§ Position annotation records
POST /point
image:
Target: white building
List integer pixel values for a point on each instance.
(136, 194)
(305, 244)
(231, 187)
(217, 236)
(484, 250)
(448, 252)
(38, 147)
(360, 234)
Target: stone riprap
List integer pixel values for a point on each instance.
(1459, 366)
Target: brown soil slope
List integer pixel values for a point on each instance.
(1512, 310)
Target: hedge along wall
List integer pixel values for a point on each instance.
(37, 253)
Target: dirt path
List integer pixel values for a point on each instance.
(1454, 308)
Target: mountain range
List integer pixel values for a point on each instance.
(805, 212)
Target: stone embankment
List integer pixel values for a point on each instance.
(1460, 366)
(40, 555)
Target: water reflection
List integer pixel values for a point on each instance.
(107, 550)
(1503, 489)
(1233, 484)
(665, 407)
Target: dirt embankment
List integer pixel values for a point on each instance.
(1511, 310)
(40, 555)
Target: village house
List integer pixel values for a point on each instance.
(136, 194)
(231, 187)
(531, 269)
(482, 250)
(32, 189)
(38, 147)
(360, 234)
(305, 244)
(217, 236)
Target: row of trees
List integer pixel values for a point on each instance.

...

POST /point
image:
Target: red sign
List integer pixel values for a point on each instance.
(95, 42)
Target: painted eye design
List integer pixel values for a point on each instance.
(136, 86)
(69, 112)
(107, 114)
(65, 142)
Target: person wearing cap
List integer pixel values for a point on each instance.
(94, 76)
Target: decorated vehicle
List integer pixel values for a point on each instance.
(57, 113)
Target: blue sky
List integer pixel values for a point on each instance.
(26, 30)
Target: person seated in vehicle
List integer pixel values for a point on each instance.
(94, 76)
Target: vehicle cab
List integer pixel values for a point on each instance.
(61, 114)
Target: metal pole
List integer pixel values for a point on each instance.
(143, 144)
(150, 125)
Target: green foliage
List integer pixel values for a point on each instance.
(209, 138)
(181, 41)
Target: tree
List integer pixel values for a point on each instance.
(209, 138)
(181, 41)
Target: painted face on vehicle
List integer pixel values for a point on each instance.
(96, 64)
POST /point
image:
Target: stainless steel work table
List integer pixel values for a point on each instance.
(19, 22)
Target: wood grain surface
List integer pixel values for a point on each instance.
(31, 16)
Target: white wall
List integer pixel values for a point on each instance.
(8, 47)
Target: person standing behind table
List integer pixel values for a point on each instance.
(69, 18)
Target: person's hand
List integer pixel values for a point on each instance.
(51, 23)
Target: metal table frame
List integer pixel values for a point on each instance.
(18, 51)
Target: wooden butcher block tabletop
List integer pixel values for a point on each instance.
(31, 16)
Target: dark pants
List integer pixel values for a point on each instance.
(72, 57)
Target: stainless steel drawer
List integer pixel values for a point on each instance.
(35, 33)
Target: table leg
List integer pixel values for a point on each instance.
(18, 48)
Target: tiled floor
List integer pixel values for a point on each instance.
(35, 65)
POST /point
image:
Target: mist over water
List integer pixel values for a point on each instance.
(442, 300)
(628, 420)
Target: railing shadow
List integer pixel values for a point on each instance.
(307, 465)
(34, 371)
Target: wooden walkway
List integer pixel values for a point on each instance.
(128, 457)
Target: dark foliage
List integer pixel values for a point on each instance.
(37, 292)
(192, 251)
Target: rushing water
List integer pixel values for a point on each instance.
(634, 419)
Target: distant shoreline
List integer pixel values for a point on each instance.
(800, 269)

...

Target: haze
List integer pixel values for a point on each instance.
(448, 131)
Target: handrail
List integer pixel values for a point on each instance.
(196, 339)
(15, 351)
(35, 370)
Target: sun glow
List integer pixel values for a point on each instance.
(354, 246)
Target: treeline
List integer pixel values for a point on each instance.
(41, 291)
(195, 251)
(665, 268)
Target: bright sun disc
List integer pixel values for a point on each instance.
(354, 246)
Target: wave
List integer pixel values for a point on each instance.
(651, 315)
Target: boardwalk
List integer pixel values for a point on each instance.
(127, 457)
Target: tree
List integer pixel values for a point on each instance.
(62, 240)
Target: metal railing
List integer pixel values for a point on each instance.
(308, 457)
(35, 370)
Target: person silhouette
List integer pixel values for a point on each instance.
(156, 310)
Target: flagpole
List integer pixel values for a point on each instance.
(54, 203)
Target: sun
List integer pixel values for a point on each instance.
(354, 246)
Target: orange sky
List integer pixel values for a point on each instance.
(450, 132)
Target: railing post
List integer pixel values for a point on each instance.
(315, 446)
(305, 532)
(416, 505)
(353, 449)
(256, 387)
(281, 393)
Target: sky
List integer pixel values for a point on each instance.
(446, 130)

§ SHORT EXERCISE
Extract every line of the rows above that contains the string "stainless", treating uppercase and lowercase letters as distinct.

§ REPLY TO THE EXERCISE
Target: stainless steel work table
Target: stainless steel drawer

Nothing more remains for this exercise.